• PAGE
* * * * *
Advanced Stats for Basketball

Below are all the posts from the "Stat Theory" category. Click here to view all posts.

May 19, 2008

Regression to the Mean

Posted by Eli in Advanced Stats, Stat Theory

In my next few posts I’m going to cover the topic of regression to the mean, and how it applies to basketball statistics. This is a complex issue and this first post is pretty heavy on the math, but I plan on following it up with more practical examples showing how you can do the calculations in Excel and looking at what the results tell us about different areas of the game.

Most of the equations in this post are not my original work but instead were taken from various sources. I’ve tried to compile them all into one place and in a fairly logical order that can benefit both a newcomer to the topic as well as those with more advanced knowledge looking for a refresher. The main sources are various posts and comments by Tangotiger, MGL, and others on The Book blog, Andy Dolphin’s appendix to The Book, and the Social Research Methods site. Throughout this post I will link to several specific pages that are of relevance. I would also recommend two excellent introductions to regression to the mean by Ed Küpfer and Sal Baxamusa.

True Score Theory

Regression to the mean is rooted in true score theory (aka classical test theory). The basic idea is that a player’s observed performance over some period of time (as measured by a statistic like field-goal percentage) is a function of [1] the player’s true ability or talent in that area and [2] a random error component. It should not be forgotten that this is a simplified model, and it leaves a lot of stuff out (team context, for one).
* * * * *
• TASKS TO COMPLETE
1) Answer these questions about the page, one per line:
(a) What other name does the page give for true score theory?
(b) In which program does the author plan to show how to do the calculations?
(c) Whose introductions to regression to the mean does the author recommend?
2) Report every line in the rows below that contains the string "logo".
* * * * *
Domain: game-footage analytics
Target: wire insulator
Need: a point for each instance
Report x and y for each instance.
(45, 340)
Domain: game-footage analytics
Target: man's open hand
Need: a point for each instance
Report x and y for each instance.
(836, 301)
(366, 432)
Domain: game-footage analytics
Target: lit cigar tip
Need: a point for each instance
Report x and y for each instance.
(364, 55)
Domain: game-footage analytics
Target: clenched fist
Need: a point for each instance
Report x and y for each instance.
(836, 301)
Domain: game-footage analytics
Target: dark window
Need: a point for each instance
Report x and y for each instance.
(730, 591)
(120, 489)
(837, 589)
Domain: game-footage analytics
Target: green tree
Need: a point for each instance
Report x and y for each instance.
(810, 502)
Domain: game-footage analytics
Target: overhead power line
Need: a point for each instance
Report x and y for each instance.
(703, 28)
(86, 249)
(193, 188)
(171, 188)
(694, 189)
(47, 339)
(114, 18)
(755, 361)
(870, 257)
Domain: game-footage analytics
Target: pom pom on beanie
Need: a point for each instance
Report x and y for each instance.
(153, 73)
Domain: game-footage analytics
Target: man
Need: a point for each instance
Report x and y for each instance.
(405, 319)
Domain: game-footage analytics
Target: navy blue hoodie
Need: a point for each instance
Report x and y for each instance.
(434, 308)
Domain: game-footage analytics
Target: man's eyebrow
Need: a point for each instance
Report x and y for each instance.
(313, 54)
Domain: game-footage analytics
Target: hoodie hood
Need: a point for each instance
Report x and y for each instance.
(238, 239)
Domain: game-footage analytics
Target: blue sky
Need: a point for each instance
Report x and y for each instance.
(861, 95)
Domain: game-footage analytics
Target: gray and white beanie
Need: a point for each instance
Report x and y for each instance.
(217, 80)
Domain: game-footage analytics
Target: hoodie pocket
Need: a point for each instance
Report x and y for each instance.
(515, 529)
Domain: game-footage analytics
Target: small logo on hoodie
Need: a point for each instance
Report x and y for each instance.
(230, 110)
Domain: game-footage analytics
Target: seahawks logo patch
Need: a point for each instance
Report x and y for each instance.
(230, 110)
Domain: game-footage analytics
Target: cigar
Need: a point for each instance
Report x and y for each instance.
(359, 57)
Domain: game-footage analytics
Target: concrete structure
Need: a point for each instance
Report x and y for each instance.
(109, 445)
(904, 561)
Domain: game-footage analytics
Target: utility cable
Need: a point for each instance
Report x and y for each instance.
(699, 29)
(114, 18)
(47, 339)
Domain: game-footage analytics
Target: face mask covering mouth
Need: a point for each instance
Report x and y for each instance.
* * * * *
• EXPECTED ANSWERS
1)
(a) Classical test theory
(b) Excel
(c) Ed Küpfer's and Sal Baxamusa's

2)
Target: small logo on hoodie
Target: seahawks logo patch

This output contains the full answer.